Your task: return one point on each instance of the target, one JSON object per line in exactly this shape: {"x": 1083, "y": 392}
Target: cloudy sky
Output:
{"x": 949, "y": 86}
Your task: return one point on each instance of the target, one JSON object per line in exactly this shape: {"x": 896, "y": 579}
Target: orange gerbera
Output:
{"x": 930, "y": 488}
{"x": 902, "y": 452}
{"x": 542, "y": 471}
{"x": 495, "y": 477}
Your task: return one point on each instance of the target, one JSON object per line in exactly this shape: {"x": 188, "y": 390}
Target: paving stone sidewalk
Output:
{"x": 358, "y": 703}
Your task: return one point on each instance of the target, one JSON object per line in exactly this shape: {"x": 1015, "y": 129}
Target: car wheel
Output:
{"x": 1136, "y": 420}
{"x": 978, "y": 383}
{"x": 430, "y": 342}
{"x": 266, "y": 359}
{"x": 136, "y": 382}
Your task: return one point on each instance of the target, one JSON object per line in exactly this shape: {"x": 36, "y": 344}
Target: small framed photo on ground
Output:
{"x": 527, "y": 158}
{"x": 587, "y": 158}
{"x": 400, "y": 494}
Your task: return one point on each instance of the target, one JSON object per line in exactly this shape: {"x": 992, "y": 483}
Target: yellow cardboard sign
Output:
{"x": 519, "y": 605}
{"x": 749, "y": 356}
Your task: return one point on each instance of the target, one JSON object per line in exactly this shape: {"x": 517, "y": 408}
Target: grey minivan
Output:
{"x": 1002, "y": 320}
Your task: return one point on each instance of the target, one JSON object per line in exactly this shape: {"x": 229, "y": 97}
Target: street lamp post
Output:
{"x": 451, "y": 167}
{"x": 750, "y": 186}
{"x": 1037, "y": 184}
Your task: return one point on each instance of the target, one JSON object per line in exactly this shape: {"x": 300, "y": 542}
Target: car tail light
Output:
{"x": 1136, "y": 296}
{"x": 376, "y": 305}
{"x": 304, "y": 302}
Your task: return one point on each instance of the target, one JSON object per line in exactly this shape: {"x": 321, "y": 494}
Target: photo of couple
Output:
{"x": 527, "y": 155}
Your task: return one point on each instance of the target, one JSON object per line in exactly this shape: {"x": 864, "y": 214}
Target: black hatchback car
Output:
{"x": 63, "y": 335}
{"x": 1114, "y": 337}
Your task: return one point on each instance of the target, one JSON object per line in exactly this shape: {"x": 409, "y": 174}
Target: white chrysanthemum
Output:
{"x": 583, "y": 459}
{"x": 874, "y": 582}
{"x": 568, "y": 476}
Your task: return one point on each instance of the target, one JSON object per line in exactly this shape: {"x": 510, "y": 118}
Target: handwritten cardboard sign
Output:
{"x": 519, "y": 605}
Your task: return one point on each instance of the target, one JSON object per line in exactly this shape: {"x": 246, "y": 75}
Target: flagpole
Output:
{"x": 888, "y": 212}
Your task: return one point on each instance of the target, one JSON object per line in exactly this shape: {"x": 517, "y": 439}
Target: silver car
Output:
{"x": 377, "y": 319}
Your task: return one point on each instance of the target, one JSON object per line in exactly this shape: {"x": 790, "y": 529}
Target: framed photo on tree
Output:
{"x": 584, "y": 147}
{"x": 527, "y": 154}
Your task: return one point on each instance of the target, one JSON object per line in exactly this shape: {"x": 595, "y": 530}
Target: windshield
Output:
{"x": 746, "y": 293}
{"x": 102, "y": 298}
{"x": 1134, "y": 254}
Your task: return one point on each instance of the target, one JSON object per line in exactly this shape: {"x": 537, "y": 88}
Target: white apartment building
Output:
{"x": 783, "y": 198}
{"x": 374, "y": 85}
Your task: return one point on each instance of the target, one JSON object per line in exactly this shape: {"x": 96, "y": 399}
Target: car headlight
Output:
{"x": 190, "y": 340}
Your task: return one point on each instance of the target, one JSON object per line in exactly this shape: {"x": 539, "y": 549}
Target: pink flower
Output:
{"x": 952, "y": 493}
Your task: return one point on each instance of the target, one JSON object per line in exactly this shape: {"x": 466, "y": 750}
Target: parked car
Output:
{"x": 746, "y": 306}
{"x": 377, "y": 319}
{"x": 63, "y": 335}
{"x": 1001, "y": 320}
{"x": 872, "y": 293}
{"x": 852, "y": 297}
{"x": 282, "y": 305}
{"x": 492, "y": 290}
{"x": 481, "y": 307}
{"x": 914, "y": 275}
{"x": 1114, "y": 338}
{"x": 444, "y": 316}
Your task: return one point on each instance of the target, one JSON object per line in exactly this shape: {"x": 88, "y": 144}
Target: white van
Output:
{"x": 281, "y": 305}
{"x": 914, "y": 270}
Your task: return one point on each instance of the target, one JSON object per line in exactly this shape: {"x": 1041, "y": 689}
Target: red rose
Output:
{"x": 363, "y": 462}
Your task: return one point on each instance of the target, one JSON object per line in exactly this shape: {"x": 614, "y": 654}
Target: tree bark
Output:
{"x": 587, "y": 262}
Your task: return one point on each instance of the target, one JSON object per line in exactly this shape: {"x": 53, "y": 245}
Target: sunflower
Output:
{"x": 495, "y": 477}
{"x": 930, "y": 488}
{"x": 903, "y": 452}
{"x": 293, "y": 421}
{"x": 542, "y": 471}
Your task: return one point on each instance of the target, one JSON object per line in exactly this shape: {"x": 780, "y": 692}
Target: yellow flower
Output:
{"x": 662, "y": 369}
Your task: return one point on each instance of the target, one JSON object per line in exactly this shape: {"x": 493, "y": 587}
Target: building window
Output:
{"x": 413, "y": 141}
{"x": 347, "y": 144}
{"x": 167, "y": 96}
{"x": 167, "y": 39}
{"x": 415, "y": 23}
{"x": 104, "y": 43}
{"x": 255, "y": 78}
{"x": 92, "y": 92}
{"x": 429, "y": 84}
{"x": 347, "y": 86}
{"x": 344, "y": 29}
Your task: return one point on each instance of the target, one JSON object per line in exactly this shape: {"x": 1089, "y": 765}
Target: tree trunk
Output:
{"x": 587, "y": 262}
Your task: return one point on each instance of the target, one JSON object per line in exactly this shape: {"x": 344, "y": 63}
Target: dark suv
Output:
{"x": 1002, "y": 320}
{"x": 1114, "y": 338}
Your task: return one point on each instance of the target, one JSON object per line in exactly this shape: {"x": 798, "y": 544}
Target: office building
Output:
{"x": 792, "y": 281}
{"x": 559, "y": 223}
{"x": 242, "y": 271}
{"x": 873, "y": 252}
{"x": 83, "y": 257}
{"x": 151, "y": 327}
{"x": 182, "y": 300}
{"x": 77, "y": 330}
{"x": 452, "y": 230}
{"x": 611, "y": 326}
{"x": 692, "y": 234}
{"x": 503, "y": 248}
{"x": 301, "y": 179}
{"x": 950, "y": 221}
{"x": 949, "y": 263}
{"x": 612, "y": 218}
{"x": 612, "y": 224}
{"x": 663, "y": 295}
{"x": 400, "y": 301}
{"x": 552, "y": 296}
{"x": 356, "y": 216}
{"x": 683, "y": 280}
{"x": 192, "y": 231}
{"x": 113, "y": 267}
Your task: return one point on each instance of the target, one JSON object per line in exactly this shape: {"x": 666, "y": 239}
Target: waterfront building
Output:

• **Written instruction**:
Transcribe all of the entries without altering anything.

• **Output of the task**:
Your task: return one point on each instance of the target, one JSON object per line in exactly this shape: {"x": 1083, "y": 392}
Target: cloudy sky
Output:
{"x": 949, "y": 86}
Your task: return one point on each instance of the target, one JSON object per line in exactly this shape: {"x": 896, "y": 579}
Target: orange gerbera
Output:
{"x": 930, "y": 488}
{"x": 902, "y": 452}
{"x": 542, "y": 471}
{"x": 495, "y": 477}
Your task: return one point on each instance of the target, one JSON object per line in exactly this shape: {"x": 188, "y": 390}
Target: paving stone sidewalk
Output:
{"x": 358, "y": 703}
Your task: return one point on each instance of the target, one JSON object per line in exactly this shape: {"x": 1015, "y": 129}
Target: car wheel
Output:
{"x": 1136, "y": 420}
{"x": 978, "y": 383}
{"x": 430, "y": 342}
{"x": 266, "y": 359}
{"x": 136, "y": 382}
Your task: return one point on each instance of the target, one JSON object per line in exactly this shape: {"x": 36, "y": 344}
Target: small framed photo on ground
Output:
{"x": 527, "y": 158}
{"x": 587, "y": 158}
{"x": 400, "y": 494}
Your task: return one point on each instance of the target, one JSON object per line in exactly this shape: {"x": 992, "y": 483}
Target: yellow cardboard sign
Output:
{"x": 519, "y": 605}
{"x": 749, "y": 356}
Your task: return one point on each instance of the target, one JSON object per line in exactly this shape: {"x": 517, "y": 408}
Target: grey minivan
Output:
{"x": 1002, "y": 320}
Your task: return one point on each instance of the target, one JSON object per line in exactly this shape: {"x": 229, "y": 97}
Target: street lamp post
Output:
{"x": 451, "y": 167}
{"x": 750, "y": 186}
{"x": 1037, "y": 184}
Your task: return one point on each instance of the target, one JSON object per line in exactly this shape: {"x": 300, "y": 542}
Target: car tail light
Output:
{"x": 1136, "y": 296}
{"x": 376, "y": 305}
{"x": 304, "y": 302}
Your task: return one point on each instance of the target, one JSON object per line in exactly this shape: {"x": 321, "y": 494}
Target: photo of couple
Output:
{"x": 527, "y": 155}
Your task: return one point on each instance of the target, one JSON object per line in exactly this shape: {"x": 864, "y": 214}
Target: black hatchback car
Output:
{"x": 63, "y": 335}
{"x": 1114, "y": 337}
Your task: return one point on each instance of the target, one JSON object per line in exactly this shape: {"x": 409, "y": 174}
Target: white chrysanthemum
Output:
{"x": 583, "y": 459}
{"x": 874, "y": 582}
{"x": 568, "y": 476}
Your task: return one point on each instance of the target, one JSON object per line in exactly this shape: {"x": 510, "y": 118}
Target: handwritten cardboard sign
Output:
{"x": 519, "y": 605}
Your task: return one point on each instance of the target, one JSON object per line in exactly this shape: {"x": 246, "y": 75}
Target: flagpole
Output:
{"x": 888, "y": 212}
Your task: return one point on each instance of the target, one JSON object per line in exactly this shape: {"x": 517, "y": 439}
Target: silver car
Output:
{"x": 377, "y": 319}
Your task: return one point on each instance of the target, one JSON object per line in exactly this shape: {"x": 790, "y": 529}
Target: framed photo on tree
Output:
{"x": 584, "y": 147}
{"x": 527, "y": 154}
Your task: return one point on each instance of the target, one JSON object per line in exactly this shape: {"x": 595, "y": 530}
Target: windshield
Output:
{"x": 746, "y": 293}
{"x": 102, "y": 298}
{"x": 1134, "y": 254}
Your task: return one point on each instance of the target, one JSON object per line in exactly this shape: {"x": 537, "y": 88}
Target: white apartment building
Output:
{"x": 783, "y": 198}
{"x": 374, "y": 85}
Your task: return one point on each instance of the target, one JSON object per line in exactly this shape: {"x": 96, "y": 399}
Target: car headlight
Output:
{"x": 190, "y": 340}
Your task: return one point on each instance of the target, one JSON object per line in exactly this shape: {"x": 539, "y": 549}
Target: pink flower
Output:
{"x": 952, "y": 493}
Your task: return one point on each instance of the target, one JSON object per line in exactly this shape: {"x": 466, "y": 750}
Target: parked car
Output:
{"x": 746, "y": 306}
{"x": 377, "y": 319}
{"x": 63, "y": 335}
{"x": 1001, "y": 320}
{"x": 872, "y": 293}
{"x": 852, "y": 297}
{"x": 282, "y": 305}
{"x": 492, "y": 290}
{"x": 481, "y": 307}
{"x": 914, "y": 275}
{"x": 1114, "y": 338}
{"x": 444, "y": 316}
Your task: return one point on each instance of the target, one JSON object per line in exactly this shape: {"x": 88, "y": 144}
Target: white van
Output:
{"x": 281, "y": 305}
{"x": 914, "y": 270}
Your task: return one point on each instance of the target, one JSON object per line in exactly this shape: {"x": 1041, "y": 689}
Target: red rose
Output:
{"x": 363, "y": 462}
Your task: return one point on each instance of the target, one JSON object per line in exactly this shape: {"x": 614, "y": 654}
Target: tree bark
Output:
{"x": 587, "y": 262}
Your task: return one point on each instance of the target, one JSON object per line in exactly this shape: {"x": 53, "y": 245}
Target: sunflower
Output:
{"x": 495, "y": 477}
{"x": 930, "y": 488}
{"x": 903, "y": 452}
{"x": 293, "y": 421}
{"x": 542, "y": 471}
Your task: return one point on each instance of the target, one JSON object per line in exactly this shape: {"x": 780, "y": 692}
Target: yellow flower
Output:
{"x": 662, "y": 369}
Your task: return one point on each instance of the target, one JSON object per line in exactly this shape: {"x": 493, "y": 587}
Target: building window
Output:
{"x": 413, "y": 141}
{"x": 347, "y": 144}
{"x": 167, "y": 96}
{"x": 167, "y": 39}
{"x": 415, "y": 23}
{"x": 104, "y": 43}
{"x": 255, "y": 78}
{"x": 92, "y": 92}
{"x": 429, "y": 84}
{"x": 347, "y": 86}
{"x": 344, "y": 29}
Your task: return one point on each instance of the target, one JSON object per line in exactly this shape: {"x": 1089, "y": 765}
Target: tree trunk
Output:
{"x": 587, "y": 262}
Your task: return one point on each instance of the target, one JSON object per line in exactly this shape: {"x": 344, "y": 63}
Target: dark suv
Output:
{"x": 1002, "y": 320}
{"x": 1114, "y": 338}
Your task: return one point on each instance of the target, one JSON object per line in exactly this shape: {"x": 798, "y": 544}
Target: office building
Output:
{"x": 792, "y": 281}
{"x": 559, "y": 223}
{"x": 242, "y": 271}
{"x": 873, "y": 252}
{"x": 83, "y": 257}
{"x": 151, "y": 327}
{"x": 182, "y": 300}
{"x": 77, "y": 330}
{"x": 452, "y": 230}
{"x": 611, "y": 326}
{"x": 692, "y": 234}
{"x": 503, "y": 248}
{"x": 301, "y": 179}
{"x": 950, "y": 221}
{"x": 949, "y": 263}
{"x": 612, "y": 218}
{"x": 612, "y": 224}
{"x": 663, "y": 295}
{"x": 400, "y": 301}
{"x": 552, "y": 296}
{"x": 356, "y": 216}
{"x": 683, "y": 280}
{"x": 192, "y": 231}
{"x": 113, "y": 267}
Your task: return one point on each instance of the target, one JSON object per line in exactly this shape: {"x": 666, "y": 239}
Target: waterfront building
Output:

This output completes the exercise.